§ WORK TO DO:
Copy the entries from their start through the line that contains "[220,78,739,473]", with "lamp post" swapped for "streetlight" and nothing else altered.
————————
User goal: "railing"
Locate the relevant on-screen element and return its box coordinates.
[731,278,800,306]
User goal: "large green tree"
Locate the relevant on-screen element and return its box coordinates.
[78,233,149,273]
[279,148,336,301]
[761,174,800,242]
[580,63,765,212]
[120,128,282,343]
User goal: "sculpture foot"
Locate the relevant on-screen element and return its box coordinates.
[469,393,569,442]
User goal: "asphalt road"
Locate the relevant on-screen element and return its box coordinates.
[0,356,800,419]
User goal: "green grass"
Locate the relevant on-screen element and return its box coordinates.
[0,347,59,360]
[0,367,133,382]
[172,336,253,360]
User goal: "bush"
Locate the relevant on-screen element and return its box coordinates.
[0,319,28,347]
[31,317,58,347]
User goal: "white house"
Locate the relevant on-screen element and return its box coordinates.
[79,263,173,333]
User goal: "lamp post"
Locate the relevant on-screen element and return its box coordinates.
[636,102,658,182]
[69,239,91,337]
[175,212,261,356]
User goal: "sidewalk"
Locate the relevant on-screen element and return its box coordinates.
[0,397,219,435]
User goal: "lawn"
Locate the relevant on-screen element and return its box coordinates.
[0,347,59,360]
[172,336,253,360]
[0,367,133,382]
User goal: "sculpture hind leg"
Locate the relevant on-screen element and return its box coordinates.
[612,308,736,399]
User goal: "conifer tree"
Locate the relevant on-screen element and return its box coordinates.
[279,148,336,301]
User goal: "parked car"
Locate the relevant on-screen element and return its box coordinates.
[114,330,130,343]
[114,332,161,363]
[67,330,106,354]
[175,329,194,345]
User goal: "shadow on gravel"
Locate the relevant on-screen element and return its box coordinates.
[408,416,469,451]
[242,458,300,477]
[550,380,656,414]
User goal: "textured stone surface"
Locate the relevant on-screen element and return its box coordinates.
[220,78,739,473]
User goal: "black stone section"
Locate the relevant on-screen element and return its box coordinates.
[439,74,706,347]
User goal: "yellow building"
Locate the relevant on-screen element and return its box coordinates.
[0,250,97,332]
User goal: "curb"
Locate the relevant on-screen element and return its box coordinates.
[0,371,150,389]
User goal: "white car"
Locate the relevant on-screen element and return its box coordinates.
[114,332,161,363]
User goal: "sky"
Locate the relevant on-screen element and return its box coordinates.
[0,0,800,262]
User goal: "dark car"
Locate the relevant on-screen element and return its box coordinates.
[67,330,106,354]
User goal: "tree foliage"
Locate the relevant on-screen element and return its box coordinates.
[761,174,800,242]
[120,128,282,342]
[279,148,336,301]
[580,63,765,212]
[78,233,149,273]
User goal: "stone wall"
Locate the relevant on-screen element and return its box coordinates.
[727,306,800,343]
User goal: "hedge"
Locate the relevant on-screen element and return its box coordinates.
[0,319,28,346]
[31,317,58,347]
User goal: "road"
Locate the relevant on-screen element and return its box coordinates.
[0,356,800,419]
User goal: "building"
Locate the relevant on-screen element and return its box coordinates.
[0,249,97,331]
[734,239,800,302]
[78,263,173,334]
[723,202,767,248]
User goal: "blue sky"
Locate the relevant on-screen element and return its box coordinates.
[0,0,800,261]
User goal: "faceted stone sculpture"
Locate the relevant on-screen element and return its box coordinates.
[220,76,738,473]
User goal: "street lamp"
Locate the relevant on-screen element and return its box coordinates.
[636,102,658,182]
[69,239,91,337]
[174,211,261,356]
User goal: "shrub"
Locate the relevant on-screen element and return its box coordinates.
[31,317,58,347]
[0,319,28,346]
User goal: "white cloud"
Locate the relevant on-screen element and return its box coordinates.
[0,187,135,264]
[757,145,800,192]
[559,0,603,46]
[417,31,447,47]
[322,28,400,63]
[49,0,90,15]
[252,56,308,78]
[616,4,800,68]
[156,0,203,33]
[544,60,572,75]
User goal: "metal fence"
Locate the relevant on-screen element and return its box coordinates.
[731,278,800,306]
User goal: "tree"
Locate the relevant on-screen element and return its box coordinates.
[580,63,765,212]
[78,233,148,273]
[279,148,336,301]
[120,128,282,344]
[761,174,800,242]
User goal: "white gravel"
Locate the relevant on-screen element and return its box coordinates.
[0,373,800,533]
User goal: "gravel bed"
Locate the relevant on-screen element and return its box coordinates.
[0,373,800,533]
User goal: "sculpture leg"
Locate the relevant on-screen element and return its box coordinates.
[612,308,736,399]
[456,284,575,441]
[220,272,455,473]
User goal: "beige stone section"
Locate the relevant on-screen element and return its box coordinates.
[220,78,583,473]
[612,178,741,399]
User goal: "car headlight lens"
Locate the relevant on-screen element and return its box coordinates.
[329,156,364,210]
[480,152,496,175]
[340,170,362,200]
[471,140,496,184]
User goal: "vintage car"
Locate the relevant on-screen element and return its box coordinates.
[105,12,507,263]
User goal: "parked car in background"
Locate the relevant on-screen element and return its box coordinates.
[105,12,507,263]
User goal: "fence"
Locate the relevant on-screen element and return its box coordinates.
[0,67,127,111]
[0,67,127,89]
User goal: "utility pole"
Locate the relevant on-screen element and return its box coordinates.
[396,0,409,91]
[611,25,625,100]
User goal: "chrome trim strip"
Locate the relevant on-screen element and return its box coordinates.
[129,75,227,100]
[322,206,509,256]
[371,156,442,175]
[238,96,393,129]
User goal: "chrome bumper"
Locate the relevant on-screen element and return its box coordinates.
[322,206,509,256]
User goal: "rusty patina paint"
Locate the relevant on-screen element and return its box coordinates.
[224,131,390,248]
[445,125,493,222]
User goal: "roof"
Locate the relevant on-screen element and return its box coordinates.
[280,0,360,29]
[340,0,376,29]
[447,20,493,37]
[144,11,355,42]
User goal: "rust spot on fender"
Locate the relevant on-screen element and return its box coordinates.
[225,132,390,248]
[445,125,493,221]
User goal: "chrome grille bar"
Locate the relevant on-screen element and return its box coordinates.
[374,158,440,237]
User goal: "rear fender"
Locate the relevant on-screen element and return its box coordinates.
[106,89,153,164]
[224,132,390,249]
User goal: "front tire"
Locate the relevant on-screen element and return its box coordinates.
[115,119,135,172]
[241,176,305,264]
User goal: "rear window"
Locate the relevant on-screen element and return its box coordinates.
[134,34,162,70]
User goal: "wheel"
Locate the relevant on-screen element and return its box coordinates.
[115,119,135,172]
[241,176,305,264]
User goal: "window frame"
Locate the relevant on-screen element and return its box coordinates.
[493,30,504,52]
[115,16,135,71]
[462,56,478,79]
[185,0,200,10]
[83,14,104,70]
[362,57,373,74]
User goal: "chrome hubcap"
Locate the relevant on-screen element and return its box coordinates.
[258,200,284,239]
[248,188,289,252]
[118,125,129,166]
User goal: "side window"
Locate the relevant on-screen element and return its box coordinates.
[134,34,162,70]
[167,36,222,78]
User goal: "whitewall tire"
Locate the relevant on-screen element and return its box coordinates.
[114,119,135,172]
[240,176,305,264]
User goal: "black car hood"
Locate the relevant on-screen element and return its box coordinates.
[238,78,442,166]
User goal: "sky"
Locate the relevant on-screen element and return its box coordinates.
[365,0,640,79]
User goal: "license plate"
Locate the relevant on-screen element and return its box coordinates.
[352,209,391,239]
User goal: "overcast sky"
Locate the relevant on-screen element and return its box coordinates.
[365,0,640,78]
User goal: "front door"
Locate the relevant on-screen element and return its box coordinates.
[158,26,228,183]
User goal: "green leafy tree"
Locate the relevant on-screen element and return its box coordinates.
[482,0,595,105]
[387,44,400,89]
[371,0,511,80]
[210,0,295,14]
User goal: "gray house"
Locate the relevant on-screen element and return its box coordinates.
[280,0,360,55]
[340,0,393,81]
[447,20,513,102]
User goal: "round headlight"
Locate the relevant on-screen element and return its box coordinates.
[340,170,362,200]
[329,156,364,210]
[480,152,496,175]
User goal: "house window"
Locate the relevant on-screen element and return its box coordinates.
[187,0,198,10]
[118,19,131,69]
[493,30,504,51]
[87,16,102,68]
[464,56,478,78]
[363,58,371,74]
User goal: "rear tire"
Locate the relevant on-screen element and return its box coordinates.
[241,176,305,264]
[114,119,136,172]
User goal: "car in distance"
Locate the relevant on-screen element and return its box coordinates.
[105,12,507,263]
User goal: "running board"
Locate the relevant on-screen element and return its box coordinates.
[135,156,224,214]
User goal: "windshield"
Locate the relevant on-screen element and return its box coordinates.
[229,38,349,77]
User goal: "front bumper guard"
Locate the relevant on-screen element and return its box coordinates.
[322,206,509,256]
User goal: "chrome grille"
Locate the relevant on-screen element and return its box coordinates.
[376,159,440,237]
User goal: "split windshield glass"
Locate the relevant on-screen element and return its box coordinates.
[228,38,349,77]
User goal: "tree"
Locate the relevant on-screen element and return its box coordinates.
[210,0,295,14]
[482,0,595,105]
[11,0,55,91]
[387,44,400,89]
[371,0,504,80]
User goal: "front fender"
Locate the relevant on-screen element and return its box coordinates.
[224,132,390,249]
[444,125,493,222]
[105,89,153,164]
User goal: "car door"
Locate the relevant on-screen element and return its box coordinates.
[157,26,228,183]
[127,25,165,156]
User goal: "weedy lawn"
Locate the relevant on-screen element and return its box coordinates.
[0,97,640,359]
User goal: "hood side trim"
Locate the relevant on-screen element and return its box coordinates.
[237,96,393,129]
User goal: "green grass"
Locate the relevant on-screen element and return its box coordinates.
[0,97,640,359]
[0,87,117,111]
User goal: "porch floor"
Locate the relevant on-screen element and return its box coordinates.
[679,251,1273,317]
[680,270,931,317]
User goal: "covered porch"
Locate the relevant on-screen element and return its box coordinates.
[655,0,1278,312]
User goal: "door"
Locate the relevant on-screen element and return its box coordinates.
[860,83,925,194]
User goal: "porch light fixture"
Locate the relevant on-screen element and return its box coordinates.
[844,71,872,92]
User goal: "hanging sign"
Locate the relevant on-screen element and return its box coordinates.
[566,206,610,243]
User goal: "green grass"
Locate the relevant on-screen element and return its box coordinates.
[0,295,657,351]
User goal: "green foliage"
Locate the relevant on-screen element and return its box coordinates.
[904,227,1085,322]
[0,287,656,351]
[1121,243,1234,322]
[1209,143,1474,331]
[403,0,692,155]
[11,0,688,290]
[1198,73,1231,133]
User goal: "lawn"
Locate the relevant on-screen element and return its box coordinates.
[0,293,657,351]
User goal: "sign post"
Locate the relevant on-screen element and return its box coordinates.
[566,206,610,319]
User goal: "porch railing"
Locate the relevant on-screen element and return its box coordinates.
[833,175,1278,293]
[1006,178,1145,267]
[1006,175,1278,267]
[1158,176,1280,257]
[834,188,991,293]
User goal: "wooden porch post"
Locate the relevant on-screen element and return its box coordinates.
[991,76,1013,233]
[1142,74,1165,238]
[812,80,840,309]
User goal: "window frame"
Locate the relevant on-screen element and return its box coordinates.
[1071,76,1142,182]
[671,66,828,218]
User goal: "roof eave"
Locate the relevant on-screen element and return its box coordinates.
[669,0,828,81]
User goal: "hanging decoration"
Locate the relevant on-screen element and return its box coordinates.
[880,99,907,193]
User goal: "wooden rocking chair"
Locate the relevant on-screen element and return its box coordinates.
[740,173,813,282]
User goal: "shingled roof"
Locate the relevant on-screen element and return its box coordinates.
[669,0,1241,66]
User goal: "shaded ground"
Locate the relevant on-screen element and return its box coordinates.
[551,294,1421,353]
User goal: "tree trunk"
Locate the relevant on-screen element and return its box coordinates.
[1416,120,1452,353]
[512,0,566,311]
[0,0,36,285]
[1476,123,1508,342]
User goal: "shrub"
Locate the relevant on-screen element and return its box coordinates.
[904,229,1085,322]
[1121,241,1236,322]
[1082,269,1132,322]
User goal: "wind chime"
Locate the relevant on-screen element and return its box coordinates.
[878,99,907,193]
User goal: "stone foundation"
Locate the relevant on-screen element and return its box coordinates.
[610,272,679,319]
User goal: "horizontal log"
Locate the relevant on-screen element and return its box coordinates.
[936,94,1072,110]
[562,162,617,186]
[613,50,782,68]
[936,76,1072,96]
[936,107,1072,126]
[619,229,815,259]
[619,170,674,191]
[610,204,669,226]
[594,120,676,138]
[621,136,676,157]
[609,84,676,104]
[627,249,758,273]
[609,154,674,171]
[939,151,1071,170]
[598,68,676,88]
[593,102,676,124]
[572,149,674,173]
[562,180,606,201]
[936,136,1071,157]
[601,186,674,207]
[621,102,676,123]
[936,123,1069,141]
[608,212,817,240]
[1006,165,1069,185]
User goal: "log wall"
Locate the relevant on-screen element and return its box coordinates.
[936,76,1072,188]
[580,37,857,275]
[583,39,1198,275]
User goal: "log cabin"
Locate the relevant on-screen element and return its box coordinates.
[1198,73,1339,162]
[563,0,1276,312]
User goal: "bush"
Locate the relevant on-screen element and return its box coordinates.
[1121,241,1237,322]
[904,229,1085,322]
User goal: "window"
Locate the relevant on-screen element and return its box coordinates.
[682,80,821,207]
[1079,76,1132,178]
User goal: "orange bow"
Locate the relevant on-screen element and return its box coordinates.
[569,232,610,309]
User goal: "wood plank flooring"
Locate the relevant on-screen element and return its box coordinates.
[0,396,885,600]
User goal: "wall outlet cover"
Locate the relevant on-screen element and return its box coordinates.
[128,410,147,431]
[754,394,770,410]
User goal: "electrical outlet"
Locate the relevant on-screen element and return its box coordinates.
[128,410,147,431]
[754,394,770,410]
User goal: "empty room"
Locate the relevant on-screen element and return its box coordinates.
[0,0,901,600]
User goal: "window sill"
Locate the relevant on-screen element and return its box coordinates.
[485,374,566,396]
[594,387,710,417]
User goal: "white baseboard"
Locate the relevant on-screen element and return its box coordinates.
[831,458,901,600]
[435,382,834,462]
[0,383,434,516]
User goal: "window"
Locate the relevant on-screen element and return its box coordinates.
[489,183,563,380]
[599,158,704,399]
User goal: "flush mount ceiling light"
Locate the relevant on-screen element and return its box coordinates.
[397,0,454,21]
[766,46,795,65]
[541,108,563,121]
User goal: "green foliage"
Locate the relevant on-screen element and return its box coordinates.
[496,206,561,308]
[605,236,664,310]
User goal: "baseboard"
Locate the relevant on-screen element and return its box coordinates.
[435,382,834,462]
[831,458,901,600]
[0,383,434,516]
————————
§ IN RESPONSE:
User goal: "railing"
Locate the relevant on-screen element and return its box coordinates.
[731,278,800,306]
User goal: "large green tree"
Locate the relevant on-screen element and return its box coordinates.
[78,233,149,273]
[279,148,336,301]
[761,174,800,242]
[580,63,765,212]
[120,128,282,343]
User goal: "sculpture foot"
Locate the relevant on-screen element and return its box coordinates.
[469,393,569,442]
User goal: "asphalt road"
Locate the relevant on-screen element and return its box coordinates.
[0,356,800,419]
User goal: "green grass"
Locate the relevant on-screen element and return its box coordinates.
[0,347,59,360]
[0,367,133,382]
[172,336,253,360]
User goal: "bush"
Locate the relevant on-screen element and return its box coordinates.
[0,319,28,347]
[31,317,58,347]
User goal: "white house"
Locate the relevant on-screen element and return its box coordinates.
[79,263,173,333]
User goal: "streetlight"
Locate the relevant on-screen element and return its box coordinates.
[636,102,658,182]
[69,239,91,337]
[175,212,261,356]
User goal: "sidewalk"
Locate the relevant on-screen element and return its box coordinates.
[0,397,219,435]
User goal: "lawn"
Locate the relevant on-screen element and return its box coordinates.
[0,347,59,360]
[172,336,253,360]
[0,367,133,382]
User goal: "sculpture hind leg"
Locate the relevant on-screen element and return its box coordinates.
[612,308,736,399]
User goal: "conifer tree"
Locate the relevant on-screen element and return its box coordinates.
[279,148,336,301]
User goal: "parked car"
Locate the relevant on-screen element and return its box coordinates.
[114,330,130,343]
[114,332,161,363]
[67,330,106,354]
[175,329,194,345]
User goal: "shadow on gravel"
Locate the relevant on-screen element and return its box coordinates.
[408,416,469,451]
[242,458,300,477]
[550,380,656,414]
User goal: "textured stone surface"
Locate the relevant on-screen element and return its box coordinates.
[220,78,739,473]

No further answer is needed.